**TASK BRIEF**
Which of the lines below contain the word "window" with its case matching exactly? Report each of those lines in full.

————

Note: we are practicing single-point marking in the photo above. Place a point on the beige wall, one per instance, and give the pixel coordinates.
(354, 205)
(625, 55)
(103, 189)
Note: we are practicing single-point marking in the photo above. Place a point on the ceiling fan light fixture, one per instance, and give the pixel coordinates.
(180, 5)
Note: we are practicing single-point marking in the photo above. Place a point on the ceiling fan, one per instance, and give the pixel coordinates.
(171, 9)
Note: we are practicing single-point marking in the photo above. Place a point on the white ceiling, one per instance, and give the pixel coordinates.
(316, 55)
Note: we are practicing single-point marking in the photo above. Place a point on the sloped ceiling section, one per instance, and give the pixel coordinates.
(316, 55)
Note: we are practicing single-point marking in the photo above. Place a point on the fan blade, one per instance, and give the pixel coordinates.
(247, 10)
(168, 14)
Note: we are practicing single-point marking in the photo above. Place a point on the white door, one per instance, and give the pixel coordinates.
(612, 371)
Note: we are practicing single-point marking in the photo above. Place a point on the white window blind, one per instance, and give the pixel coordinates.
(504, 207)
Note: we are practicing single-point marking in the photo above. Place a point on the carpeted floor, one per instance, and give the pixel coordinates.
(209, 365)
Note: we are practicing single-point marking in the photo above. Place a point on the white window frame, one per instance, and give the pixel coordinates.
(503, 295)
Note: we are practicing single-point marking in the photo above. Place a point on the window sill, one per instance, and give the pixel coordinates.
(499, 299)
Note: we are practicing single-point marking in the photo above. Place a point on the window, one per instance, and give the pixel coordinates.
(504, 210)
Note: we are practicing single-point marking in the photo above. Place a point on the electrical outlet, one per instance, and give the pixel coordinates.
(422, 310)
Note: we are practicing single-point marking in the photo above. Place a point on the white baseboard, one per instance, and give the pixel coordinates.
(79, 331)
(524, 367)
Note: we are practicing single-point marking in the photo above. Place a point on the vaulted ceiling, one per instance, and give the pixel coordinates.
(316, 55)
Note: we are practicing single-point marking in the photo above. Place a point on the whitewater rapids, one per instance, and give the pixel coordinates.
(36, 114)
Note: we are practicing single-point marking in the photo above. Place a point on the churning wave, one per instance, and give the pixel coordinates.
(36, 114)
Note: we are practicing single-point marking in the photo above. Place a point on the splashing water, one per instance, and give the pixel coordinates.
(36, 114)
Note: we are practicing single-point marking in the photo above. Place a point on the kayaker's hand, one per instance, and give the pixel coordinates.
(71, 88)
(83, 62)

————

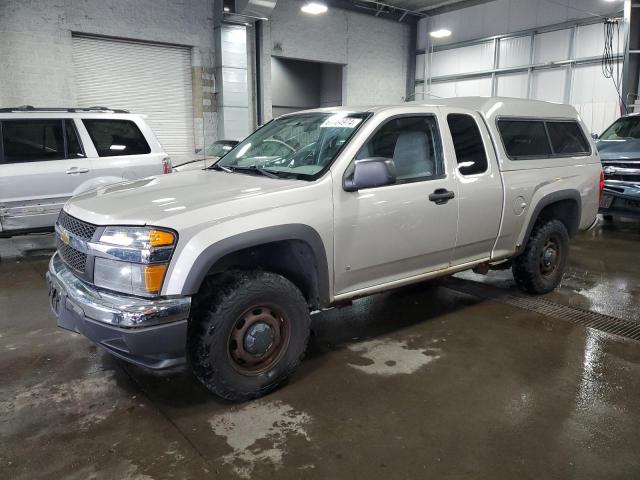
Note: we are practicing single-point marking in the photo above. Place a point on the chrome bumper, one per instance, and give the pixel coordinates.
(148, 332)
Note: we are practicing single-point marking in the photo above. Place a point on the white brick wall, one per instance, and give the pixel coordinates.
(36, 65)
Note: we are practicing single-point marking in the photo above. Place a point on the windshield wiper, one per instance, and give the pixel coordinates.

————

**TASK RESULT**
Note: we are practicing single-point marking in the photo above. Place a point on the white window blind, one per instance, and give the pixel coordinates.
Note: we are practicing single-point marking in the photo above. Place a point on the white window frame, one per instance, and give the pixel coordinates.
Note: we are practicing single-point marking in the photo above. Place a point on the window sill, one per instance, and give the pixel coordinates.
Note: we are practicing single-point marking in the photo above. Place a point on the window, one per instance, and give the pixel coordinates.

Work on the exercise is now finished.